How much pent-up supply is out there?  Nobody really knows, just as it was hard to know how many of the pre-construction homes were actually sold to speculators who said on their loan applications they were primary borrowers. These so called speculators would later lead to foreclosures and the mess we are in today.  The builders may have had an idea when one person was buying seven homes, but there was no way to tell with all the people buying just one home back in the run-up. 

The real test will be when everyone who wants to sell feels like they can, and what the supply and demand factors are at that time.  Until then we have an artificial market, and any time you have an artificial market, artificial economic rules apply.  This market is a lot like the Price it Right Game show.  You don’t know what’s behind each door, and the only rule that applies is you must price it right to sell.

We’ve been researching and studying the SW Florida real estate market ahead of official releases due out next week, and our preliminary research tells us we expect sales numbers to increase approximately 100% or more over last August sales numbers.  The third quarter of 2009 is setting up to be another record quarter, and keep in mind 2008 numbers were near record numbers to begin with.

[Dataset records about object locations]

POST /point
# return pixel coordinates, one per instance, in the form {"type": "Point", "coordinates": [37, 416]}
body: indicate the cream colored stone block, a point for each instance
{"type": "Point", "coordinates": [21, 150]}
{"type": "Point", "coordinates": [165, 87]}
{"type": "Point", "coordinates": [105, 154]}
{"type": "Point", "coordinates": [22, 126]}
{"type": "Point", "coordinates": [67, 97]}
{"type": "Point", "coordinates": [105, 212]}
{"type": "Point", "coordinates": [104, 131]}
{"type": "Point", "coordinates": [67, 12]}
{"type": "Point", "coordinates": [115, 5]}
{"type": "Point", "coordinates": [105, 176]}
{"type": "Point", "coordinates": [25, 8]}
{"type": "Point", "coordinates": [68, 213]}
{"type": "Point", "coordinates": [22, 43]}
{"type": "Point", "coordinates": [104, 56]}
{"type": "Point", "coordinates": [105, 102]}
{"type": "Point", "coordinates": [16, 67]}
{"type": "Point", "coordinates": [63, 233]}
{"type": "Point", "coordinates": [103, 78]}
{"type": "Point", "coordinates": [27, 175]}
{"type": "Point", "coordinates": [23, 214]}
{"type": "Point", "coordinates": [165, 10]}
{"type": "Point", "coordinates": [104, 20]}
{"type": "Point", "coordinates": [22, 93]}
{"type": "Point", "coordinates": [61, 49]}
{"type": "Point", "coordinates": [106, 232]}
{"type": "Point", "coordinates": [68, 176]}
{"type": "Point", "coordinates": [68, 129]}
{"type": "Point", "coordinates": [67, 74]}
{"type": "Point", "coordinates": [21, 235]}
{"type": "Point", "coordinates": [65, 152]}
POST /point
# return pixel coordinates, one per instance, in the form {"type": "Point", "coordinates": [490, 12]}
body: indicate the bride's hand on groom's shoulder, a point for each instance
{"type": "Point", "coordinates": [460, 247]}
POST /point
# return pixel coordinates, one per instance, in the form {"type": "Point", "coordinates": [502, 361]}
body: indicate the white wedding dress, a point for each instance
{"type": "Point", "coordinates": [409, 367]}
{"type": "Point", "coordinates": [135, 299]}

> PROBLEMS TO SOLVE
1. List every calendar period that the real estate market commentary identifies by a month, a quarter, or a year.
2. According to the real estate market commentary, by roughly how much is the preliminary research expected to show sales numbers rising over last August?
3. Extend the real estate market commentary from its final sentence.

> SOLVED PROBLEMS
1.
- Last August
- The third quarter of 2009
- 2008

2. Approximately 100% or more.

3.
Lee County single family inventory levels are on the decline again and pending sales are remaining strong.  The chart attached shows single family home inventory for Fort Myers and Cape Coral Florida. Listings in Fort Myers and Cape Coral fell by over 100 units as home buyers snapped up more property last month than came to the market. Separately, Lee County levels fell almost 200 units, suggesting buyers are buying faster than sellers and banks are bringing property to the market.

 

Fort Myers Cape Coral Listing Inventory Chart
Fort Myers Cape Coral Listing Inventory Chart

In the last several weeks we’ve addressed who is buying these properties, predominantly first time home buyers and long-term investors seeking to rent them out until the market improves.  At today’s low prices, properties actually cash flow, and we have lots of renters who have been displaced from properties. 

Now for some interesting observations we’re noticing that you won’t see in this chart.  We think home sales will be down about 11% from the previous month, which is normal due to seasonality.  Again, sales should be up about 100% over last year’s August, and last year’s August was down from July as well due to seasonality of the market, so no big surprises here.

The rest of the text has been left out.